[Entries taken from a collection]
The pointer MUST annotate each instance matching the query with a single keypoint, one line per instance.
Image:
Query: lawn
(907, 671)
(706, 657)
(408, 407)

-- What to work on --
Return every record, leaving each line exactly as it was given.

-- Written solution --
The pointer MUST annotate each instance matching the query with a single keypoint, one line per instance.
Image:
Query: lawn
(907, 671)
(706, 657)
(408, 407)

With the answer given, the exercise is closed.